TASK OBJECTIVE: Only the number is wanted: tally the lines below that contain the word "group".

(Point localization data)
------------------------------
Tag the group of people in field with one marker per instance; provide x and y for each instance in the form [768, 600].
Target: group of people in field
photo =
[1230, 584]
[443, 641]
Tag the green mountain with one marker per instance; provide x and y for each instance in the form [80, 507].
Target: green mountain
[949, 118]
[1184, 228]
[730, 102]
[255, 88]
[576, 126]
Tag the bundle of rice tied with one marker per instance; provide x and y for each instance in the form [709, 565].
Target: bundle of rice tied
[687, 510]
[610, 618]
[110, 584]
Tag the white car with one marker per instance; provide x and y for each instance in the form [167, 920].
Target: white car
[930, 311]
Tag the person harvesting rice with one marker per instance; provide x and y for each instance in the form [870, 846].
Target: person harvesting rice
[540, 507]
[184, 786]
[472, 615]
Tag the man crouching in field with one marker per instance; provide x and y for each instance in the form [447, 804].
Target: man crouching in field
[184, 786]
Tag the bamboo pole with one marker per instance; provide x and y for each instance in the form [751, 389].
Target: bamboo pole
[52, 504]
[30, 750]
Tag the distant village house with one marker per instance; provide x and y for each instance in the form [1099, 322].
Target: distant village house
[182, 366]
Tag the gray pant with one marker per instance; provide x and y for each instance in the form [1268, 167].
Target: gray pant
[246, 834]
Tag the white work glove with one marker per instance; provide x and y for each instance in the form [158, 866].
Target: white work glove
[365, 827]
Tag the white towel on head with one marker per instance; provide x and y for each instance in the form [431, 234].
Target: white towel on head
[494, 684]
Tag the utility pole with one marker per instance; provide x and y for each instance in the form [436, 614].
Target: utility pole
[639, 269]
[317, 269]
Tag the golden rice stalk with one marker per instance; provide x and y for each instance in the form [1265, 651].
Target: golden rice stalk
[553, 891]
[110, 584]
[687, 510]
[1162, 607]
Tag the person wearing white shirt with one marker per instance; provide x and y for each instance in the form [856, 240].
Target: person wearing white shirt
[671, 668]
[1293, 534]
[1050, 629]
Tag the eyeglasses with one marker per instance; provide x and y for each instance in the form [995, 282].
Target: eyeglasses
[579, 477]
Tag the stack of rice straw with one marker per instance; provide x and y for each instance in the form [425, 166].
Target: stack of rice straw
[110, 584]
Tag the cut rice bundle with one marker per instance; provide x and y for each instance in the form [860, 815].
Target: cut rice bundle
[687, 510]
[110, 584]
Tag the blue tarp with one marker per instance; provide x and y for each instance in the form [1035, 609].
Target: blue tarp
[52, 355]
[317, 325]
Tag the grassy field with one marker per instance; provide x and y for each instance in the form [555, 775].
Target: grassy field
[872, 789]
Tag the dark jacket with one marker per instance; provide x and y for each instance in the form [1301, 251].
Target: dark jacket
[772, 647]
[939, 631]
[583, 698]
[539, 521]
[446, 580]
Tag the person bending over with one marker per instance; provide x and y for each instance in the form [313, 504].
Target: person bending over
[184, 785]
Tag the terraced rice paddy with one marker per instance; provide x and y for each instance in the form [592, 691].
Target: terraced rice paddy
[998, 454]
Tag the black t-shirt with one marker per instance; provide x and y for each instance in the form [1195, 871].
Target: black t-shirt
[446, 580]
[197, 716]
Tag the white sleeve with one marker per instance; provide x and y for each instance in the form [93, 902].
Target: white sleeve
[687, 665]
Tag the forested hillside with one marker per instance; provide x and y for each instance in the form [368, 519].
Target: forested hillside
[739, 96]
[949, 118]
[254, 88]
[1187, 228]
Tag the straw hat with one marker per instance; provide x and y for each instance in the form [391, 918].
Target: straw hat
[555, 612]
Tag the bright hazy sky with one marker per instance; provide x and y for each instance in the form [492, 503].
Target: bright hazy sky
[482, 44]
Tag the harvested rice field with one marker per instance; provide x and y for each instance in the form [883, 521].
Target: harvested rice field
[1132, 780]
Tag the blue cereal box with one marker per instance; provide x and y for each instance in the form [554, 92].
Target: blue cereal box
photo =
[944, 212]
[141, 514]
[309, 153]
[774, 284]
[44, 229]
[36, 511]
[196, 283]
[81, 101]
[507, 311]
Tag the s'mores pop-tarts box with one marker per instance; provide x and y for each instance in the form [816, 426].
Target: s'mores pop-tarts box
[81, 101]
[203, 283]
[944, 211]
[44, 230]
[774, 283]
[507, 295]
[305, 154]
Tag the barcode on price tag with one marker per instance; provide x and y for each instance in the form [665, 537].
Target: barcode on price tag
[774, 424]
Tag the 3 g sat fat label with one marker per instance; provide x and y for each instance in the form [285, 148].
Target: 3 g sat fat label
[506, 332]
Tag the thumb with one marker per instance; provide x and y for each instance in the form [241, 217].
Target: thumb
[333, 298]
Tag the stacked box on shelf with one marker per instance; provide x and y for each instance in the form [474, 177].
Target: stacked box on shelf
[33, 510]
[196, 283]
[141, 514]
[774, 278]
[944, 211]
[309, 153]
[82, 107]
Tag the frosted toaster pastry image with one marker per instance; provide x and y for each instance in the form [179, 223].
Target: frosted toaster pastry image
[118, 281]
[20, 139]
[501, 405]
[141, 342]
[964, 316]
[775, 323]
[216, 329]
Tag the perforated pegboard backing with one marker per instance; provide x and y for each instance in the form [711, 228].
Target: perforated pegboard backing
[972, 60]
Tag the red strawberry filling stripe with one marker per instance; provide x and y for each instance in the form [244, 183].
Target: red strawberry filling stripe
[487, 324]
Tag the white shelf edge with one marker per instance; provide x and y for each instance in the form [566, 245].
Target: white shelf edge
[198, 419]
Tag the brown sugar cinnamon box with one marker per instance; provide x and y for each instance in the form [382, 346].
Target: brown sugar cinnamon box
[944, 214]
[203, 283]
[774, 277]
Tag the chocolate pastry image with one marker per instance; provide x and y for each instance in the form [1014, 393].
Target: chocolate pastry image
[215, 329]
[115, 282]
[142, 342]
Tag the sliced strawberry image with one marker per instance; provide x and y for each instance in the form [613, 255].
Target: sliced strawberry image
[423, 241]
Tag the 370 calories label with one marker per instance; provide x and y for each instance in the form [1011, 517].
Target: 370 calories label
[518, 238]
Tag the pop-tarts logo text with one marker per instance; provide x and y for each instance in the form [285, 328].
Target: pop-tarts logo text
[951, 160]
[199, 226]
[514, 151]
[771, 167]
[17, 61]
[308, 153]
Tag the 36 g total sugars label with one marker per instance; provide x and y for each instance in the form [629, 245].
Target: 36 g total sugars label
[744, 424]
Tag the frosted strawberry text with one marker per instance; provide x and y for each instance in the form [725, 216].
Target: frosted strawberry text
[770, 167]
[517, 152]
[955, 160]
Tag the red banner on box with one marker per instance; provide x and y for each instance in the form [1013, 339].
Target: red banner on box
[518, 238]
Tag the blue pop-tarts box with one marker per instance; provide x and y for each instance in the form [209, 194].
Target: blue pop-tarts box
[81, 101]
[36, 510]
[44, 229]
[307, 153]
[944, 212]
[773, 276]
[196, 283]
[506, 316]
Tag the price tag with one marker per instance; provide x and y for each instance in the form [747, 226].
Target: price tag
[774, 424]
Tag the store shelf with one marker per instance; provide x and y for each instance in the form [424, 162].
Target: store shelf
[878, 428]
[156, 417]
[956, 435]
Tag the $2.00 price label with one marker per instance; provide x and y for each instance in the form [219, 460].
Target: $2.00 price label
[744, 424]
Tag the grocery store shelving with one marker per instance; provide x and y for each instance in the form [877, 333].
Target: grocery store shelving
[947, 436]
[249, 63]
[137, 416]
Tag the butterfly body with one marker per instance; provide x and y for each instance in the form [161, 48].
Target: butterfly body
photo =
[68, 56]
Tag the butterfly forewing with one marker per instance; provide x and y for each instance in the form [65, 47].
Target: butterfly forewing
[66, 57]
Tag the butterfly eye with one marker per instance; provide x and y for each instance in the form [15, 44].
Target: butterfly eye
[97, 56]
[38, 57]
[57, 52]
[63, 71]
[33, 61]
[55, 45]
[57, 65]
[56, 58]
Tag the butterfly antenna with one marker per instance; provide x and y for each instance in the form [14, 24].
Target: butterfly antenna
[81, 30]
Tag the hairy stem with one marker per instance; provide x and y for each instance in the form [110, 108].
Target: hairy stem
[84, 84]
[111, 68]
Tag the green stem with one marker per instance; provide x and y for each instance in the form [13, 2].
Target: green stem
------------------------------
FINAL ANSWER: 2